> **EXERCISE DESCRIPTION**
Copy the whole listing below line for line, changing nothing.
** START ENTRIES PROVIDED **
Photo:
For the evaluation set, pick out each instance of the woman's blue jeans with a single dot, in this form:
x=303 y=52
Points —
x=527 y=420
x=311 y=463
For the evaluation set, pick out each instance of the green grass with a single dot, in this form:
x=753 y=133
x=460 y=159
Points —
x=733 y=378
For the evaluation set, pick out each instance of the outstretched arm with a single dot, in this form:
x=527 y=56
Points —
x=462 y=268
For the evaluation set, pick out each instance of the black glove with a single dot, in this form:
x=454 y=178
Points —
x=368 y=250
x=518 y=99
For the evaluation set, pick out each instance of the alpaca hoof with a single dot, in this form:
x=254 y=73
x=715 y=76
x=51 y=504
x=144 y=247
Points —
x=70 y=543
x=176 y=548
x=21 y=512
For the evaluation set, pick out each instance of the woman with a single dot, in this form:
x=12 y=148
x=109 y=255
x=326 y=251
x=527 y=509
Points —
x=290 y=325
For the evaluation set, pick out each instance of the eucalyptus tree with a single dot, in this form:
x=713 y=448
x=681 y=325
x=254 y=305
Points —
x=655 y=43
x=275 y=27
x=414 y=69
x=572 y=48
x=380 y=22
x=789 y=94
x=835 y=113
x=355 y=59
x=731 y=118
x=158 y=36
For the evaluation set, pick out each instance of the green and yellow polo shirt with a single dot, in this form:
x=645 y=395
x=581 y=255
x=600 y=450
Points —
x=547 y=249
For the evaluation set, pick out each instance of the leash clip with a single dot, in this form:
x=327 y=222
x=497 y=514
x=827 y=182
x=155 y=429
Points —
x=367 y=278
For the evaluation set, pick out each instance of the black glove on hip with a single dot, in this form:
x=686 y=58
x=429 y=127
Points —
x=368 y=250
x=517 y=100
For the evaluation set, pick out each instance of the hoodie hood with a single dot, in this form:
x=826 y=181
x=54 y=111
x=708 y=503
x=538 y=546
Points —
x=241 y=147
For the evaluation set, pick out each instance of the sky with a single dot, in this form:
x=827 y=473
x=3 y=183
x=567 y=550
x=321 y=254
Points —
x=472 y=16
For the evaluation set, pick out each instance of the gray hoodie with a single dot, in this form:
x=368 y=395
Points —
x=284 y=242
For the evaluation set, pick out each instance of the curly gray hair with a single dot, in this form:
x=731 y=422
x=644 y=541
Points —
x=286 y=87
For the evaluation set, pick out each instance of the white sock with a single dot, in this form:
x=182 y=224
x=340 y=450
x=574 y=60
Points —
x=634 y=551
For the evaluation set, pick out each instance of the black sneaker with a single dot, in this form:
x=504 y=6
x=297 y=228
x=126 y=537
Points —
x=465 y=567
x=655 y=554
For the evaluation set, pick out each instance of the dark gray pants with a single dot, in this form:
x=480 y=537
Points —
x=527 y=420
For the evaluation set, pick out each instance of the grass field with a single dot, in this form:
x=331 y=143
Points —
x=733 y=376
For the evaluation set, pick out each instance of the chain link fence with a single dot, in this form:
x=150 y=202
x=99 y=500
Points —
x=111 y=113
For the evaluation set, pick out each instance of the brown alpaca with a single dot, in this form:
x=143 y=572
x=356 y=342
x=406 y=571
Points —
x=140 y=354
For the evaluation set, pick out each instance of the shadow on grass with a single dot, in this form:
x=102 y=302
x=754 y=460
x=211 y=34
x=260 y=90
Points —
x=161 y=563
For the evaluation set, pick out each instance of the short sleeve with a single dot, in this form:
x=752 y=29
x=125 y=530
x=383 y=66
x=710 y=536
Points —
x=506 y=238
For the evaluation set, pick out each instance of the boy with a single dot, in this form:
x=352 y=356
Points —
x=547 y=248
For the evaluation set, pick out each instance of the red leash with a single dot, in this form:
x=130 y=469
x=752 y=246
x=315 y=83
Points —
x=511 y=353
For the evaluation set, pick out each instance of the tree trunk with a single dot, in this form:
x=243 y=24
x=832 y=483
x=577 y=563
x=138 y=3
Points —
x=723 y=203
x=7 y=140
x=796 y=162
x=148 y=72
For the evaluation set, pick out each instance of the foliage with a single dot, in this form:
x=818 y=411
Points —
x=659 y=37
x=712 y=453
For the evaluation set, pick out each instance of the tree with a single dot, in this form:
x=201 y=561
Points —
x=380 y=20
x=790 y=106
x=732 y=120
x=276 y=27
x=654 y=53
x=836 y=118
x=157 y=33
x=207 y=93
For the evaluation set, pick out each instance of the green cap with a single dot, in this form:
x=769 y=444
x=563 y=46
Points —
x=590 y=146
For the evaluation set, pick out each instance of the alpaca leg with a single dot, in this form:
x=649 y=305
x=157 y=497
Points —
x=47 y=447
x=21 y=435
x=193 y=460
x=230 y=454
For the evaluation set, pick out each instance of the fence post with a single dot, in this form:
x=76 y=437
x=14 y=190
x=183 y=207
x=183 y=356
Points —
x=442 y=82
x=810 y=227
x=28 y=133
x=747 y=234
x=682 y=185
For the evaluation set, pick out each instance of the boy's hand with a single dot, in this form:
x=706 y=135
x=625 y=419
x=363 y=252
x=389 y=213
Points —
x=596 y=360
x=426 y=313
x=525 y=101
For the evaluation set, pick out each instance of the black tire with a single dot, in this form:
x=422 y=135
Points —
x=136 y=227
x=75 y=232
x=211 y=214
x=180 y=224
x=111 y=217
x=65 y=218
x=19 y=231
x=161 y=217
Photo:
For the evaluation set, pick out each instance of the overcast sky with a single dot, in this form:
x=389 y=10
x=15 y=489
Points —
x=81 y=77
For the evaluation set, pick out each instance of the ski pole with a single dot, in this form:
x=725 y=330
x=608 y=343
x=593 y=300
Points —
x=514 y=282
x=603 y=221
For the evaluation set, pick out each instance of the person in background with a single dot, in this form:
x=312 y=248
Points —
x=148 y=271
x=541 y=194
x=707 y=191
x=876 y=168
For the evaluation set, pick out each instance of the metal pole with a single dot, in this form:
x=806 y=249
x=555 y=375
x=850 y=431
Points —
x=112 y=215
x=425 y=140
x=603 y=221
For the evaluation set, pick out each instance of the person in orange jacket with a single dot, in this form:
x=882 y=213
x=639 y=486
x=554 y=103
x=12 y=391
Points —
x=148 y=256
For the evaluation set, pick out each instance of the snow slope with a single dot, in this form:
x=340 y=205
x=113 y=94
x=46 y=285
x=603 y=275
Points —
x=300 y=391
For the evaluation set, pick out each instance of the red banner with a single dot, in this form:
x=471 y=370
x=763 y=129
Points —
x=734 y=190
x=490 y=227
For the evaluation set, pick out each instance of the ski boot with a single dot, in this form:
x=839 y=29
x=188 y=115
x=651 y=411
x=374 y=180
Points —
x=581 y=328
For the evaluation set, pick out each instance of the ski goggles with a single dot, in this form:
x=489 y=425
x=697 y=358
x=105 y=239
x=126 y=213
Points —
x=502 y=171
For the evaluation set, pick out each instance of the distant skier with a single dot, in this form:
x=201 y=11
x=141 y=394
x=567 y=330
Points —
** END ENTRIES PROVIDED **
> **FULL SOLUTION**
Photo:
For the evaluation set, pick out each instance of the woman's blue jeans with a single dot, in this form:
x=303 y=52
Points —
x=527 y=420
x=311 y=463
For the evaluation set, pick out each instance of the green grass with a single dot, in this form:
x=753 y=133
x=460 y=159
Points —
x=733 y=378
For the evaluation set, pick out each instance of the outstretched arm with a single dot, in this form:
x=527 y=56
Points —
x=462 y=268
For the evaluation set, pick out each instance of the black glove with a single dot, in this form:
x=454 y=178
Points —
x=368 y=250
x=518 y=99
For the evaluation set, pick out each instance of the alpaca hoof with a single dot, in this form:
x=254 y=73
x=715 y=76
x=51 y=504
x=144 y=247
Points —
x=70 y=543
x=176 y=548
x=21 y=512
For the evaluation set, pick out each instance of the woman with a single dot, in this form:
x=12 y=148
x=109 y=255
x=326 y=251
x=527 y=509
Points —
x=290 y=325
For the evaluation set, pick out each instance of the eucalyptus tree with a single dot, in this form:
x=713 y=448
x=681 y=325
x=254 y=305
Points —
x=655 y=43
x=275 y=27
x=414 y=69
x=572 y=48
x=380 y=22
x=789 y=94
x=835 y=113
x=355 y=59
x=731 y=118
x=158 y=36
For the evaluation set, pick out each instance of the green and yellow polo shirt with a single dot, in this form:
x=645 y=395
x=581 y=255
x=600 y=450
Points —
x=547 y=249
For the evaluation set, pick out each instance of the leash clip with a single dot, in this form:
x=327 y=222
x=497 y=514
x=827 y=182
x=155 y=429
Points —
x=367 y=278
For the evaluation set, pick out each instance of the black glove on hip with a single dot, in this form:
x=686 y=58
x=429 y=127
Points —
x=368 y=250
x=517 y=100
For the evaluation set, pick out each instance of the hoodie hood with a single dot, in this form:
x=826 y=181
x=54 y=111
x=708 y=503
x=538 y=546
Points —
x=241 y=147
For the evaluation set, pick out each instance of the sky with a single dot, in this form:
x=827 y=473
x=3 y=183
x=567 y=550
x=321 y=254
Points —
x=472 y=16
For the evaluation set, pick out each instance of the gray hoodie with a single dot, in this form:
x=368 y=395
Points —
x=284 y=242
For the evaluation set, pick out each instance of the curly gray hair with a single dot, in this form:
x=731 y=422
x=644 y=541
Points —
x=286 y=87
For the evaluation set, pick out each instance of the white sock with a single dot, in this form:
x=182 y=224
x=340 y=450
x=574 y=60
Points —
x=634 y=551
For the evaluation set, pick out each instance of the black sneaker with a single dot, in this form:
x=504 y=6
x=297 y=228
x=126 y=537
Points —
x=465 y=567
x=655 y=554
For the evaluation set, pick out each instance of the dark gray pants with a single dot, in this form:
x=480 y=537
Points —
x=527 y=420
For the evaluation set, pick out each instance of the grass field with a single dot, in this form:
x=331 y=143
Points —
x=733 y=376
For the evaluation set, pick out each instance of the chain link fence with a single dot, in this form:
x=150 y=202
x=99 y=500
Points —
x=111 y=113
For the evaluation set, pick out each instance of the brown alpaca with a single dot, in this form:
x=143 y=572
x=356 y=342
x=406 y=571
Points —
x=140 y=354
For the evaluation set, pick out each instance of the shadow on grass with a single dot, in this form:
x=102 y=302
x=754 y=460
x=211 y=34
x=260 y=90
Points —
x=161 y=563
For the evaluation set, pick out each instance of the short sleeve with a single dot, in this form:
x=752 y=29
x=125 y=530
x=383 y=66
x=710 y=536
Points —
x=506 y=238
For the evaluation set, pick out each instance of the boy with a single dot, in this form:
x=352 y=356
Points —
x=547 y=248
For the evaluation set, pick out each instance of the red leash with a single dot, in this form:
x=130 y=469
x=752 y=246
x=315 y=83
Points —
x=511 y=353
For the evaluation set, pick out each instance of the tree trunk with a single dot, in this form:
x=243 y=24
x=832 y=483
x=577 y=563
x=138 y=3
Points —
x=723 y=203
x=7 y=140
x=796 y=162
x=148 y=72
For the evaluation set, pick out each instance of the foliage with a single dot, in this form:
x=818 y=411
Points —
x=659 y=37
x=712 y=453
For the evaluation set, pick out each instance of the tree with a single dot, in this form:
x=201 y=561
Points —
x=380 y=20
x=790 y=106
x=732 y=120
x=276 y=27
x=654 y=53
x=836 y=118
x=157 y=33
x=207 y=93
For the evaluation set, pick out each instance of the green cap with a single dot, in this form:
x=769 y=444
x=563 y=46
Points —
x=590 y=146
For the evaluation set, pick out each instance of the alpaca leg with a single dot, in this form:
x=649 y=305
x=157 y=497
Points —
x=47 y=447
x=21 y=435
x=193 y=460
x=230 y=454
For the evaluation set, pick out each instance of the fence post with a single dot, in this form:
x=76 y=437
x=14 y=190
x=183 y=207
x=183 y=356
Points —
x=442 y=82
x=810 y=227
x=28 y=133
x=747 y=234
x=682 y=185
For the evaluation set, pick out each instance of the boy's hand with a single dot, in this form:
x=706 y=135
x=625 y=419
x=363 y=252
x=389 y=213
Points —
x=596 y=360
x=426 y=313
x=525 y=101
For the evaluation set, pick out each instance of the black tire with a single dot, in this form:
x=422 y=135
Points —
x=136 y=227
x=75 y=232
x=211 y=214
x=180 y=224
x=111 y=217
x=65 y=218
x=19 y=231
x=161 y=217
Photo:
For the evaluation set, pick out each instance of the overcast sky with a single dot, in this form:
x=389 y=10
x=15 y=489
Points —
x=81 y=77
For the evaluation set, pick out each instance of the ski pole with a single dot, in this form:
x=725 y=330
x=608 y=343
x=593 y=300
Points —
x=514 y=282
x=603 y=221
For the evaluation set, pick out each instance of the person in background with a single dot, in this form:
x=312 y=248
Points —
x=148 y=271
x=541 y=194
x=707 y=191
x=876 y=168
For the evaluation set, pick out each instance of the metal pole with a single dot, in this form:
x=806 y=249
x=555 y=375
x=850 y=431
Points —
x=112 y=215
x=425 y=140
x=603 y=221
For the evaluation set, pick out each instance of the person in orange jacket with a single dot, in this form:
x=882 y=213
x=639 y=486
x=554 y=103
x=12 y=391
Points —
x=148 y=256
For the evaluation set, pick out each instance of the snow slope with a single dot, in this form:
x=340 y=205
x=113 y=94
x=46 y=285
x=603 y=275
Points —
x=300 y=391
For the evaluation set, pick out each instance of the red banner with a single dot, in this form:
x=471 y=370
x=763 y=129
Points —
x=734 y=190
x=490 y=227
For the evaluation set, pick out each instance of the ski boot with a single dot, in this form:
x=839 y=29
x=188 y=115
x=651 y=411
x=374 y=180
Points —
x=581 y=328
For the evaluation set, pick out each instance of the ski goggles with a single dot, in this form:
x=489 y=425
x=697 y=358
x=105 y=239
x=126 y=213
Points —
x=502 y=171
For the evaluation set, pick out each instance of the distant skier with a single dot, in this form:
x=201 y=11
x=141 y=394
x=567 y=330
Points —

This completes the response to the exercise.